→ Texte du document
####################

TROIS BASSINS : CANYONING INTERDIT ?

( Documents Le Journal de l'Ile)

 

 

 

 

 

L'ENQUÊTE HYDROGÉOLOGIQUE PRÉCONISE L'INSTALLATION DE PÉRIMÈTRES DE PROTECTION AUTOUR DES BASSINS DE LA RAVINE SAINT-GILLES

Allez vous baigner ailleurs !

Première grande étape avant l'interdiction probable de la baignade dans les bassins de la ravine Saint-Gilles, les consultations publiques seront lancées dans quelques jours. L'enquête confiée à un hydrogéologue agréé des services d'hygiène préconise l'établissement de périmètres de protection autour des plans d'eau. Outre la baignade, le canyoning et autres activités aquatiques devraient aussi être interdits.

Tout le monde s'y attendait plus ou moins, tant l'annonce de la fermeture des bassins de la ravine Saint-Gilles a été médiatisée ces derniers mois. Pourtant, l'ouverture des dossiers d'enquête publique a jeté un coup de froid sur le site généreusement baigné dès les premières lueurs du jour, par les rayons de soleil qui ricochent sur la falaise. "Je trouve purement scandaleux qu'on puisse interdire l'accès à ces bassins", s'insurge Jean-Marc Ovide, venu pique-niquer au bord de l'eau avec sa petite famille. Comme Jean-Marc, ils sont nombreux à exprimer le même sentiment de révolte à l'idée que l'on puisse fermer "nos" bassins. Pourtant "pour des besoins domestiques", ils devront faire avec (ou plutôt sans) puisque le site a été reconnu d'utilité publique. "La préservation de la ressource en eau est notre premier objectif", précise Pierre Lapelerie, ingénieur au bureau des travaux de Saint-Paul. "Mais on va essayer aussi de préserver au mieux l'attrait touristique".
Les bassins de la ravine Saint-Gilles les fameux Cormorans, Malheur et Aigrettes font l'objet d'une étroite surveillance depuis quelques années. Ils constituent, en effet, un apport non négligeable pour l'alimentation en eau potable des écarts de Plateau Caillou, Boucan-Canot, Bois-de-Nèfles et l'Éperon notamment. Depuis le 1er janvier 1997, la municipalité saint-pauloise - qui a la responsabilité de la production, de la distribution et donc de la qualité du liquide au niveau du captage - étudie la possibilité de mettre en place un périmètre de protection des ressources en eau.
Le dispositif de protection imposé par la loi du 1er janvier 1992 et applicable depuis deux ans maintenant, vise à protéger les sites concernés contre la pollution diffuse, périodique et accidentelle, pouvant provenir des activités agricoles et industrielles, de l'urbanisation par le rejet des eaux usées, mais aussi de la fréquentation humaine.

####################

→ Exercice court 1
Dans les enregistrements, recopiez tout, de la ligne contenant « Guideline: every calm » jusqu'à celle contenant « 0, 0, 234, 322 », en remplaçant « calm » par « choppy ». Ne modifiez rien d'autre.

→ Données extraites
####################

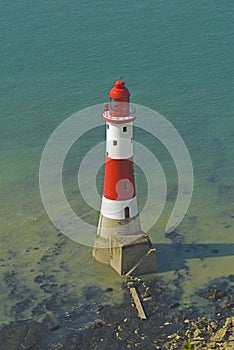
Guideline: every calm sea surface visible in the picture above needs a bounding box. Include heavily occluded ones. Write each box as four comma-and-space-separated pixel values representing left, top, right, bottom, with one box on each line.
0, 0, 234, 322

####################

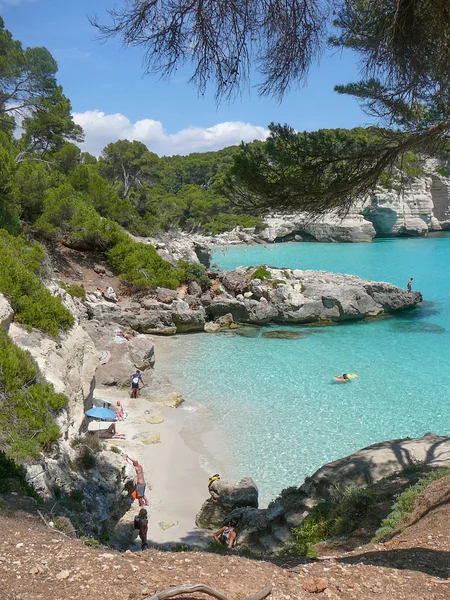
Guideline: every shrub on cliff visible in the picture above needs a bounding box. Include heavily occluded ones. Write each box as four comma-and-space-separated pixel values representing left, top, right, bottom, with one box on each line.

####################

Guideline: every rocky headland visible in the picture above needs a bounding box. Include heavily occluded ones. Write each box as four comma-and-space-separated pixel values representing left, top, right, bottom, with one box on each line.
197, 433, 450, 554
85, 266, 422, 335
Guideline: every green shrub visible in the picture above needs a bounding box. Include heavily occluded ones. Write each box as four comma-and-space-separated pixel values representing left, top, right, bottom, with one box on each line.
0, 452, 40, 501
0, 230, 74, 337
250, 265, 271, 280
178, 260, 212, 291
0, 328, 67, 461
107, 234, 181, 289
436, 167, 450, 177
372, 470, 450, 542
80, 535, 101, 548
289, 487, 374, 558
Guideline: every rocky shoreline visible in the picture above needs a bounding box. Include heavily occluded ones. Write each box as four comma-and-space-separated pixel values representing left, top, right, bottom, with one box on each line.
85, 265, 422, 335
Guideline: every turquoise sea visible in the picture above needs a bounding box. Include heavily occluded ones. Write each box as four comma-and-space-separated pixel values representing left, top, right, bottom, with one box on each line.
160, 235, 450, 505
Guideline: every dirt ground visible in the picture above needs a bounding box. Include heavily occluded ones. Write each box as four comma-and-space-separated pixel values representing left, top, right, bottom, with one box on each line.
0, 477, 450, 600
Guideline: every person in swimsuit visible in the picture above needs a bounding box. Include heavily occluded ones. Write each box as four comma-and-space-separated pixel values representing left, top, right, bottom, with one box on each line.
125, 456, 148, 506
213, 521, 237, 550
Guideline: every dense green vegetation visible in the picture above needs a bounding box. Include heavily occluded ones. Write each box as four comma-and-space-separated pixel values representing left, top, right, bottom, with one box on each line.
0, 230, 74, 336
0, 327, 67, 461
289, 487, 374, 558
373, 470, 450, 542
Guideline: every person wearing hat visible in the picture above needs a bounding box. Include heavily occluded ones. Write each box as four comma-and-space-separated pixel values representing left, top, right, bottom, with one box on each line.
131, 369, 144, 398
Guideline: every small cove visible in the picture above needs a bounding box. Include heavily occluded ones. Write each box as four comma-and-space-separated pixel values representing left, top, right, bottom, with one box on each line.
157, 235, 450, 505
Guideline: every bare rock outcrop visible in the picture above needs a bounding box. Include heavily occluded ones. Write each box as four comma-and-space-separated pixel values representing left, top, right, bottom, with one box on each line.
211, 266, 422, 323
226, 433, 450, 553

####################

→ Exercice court 2
Répondez à ces questions sur l'article consacré aux bassins de la ravine Saint-Gilles.
(a) À qui l'enquête a-t-elle été confiée ?
(b) Quelle fonction Pierre Lapelerie occupe-t-il ?
(c) Depuis quelle date la municipalité saint-pauloise étudie-t-elle la possibilité d'un périmètre de protection des ressources en eau ?

→ Corrigé complet 1
Guideline: every choppy sea surface visible in the picture above needs a bounding box. Include heavily occluded ones. Write each box as four comma-and-space-separated pixel values representing left, top, right, bottom, with one box on each line.
0, 0, 234, 322

→ Corrigé complet 2
(a) À un hydrogéologue agréé des services d'hygiène.
(b) Il est ingénieur au bureau des travaux de Saint-Paul.
(c) Depuis le 1er janvier 1997.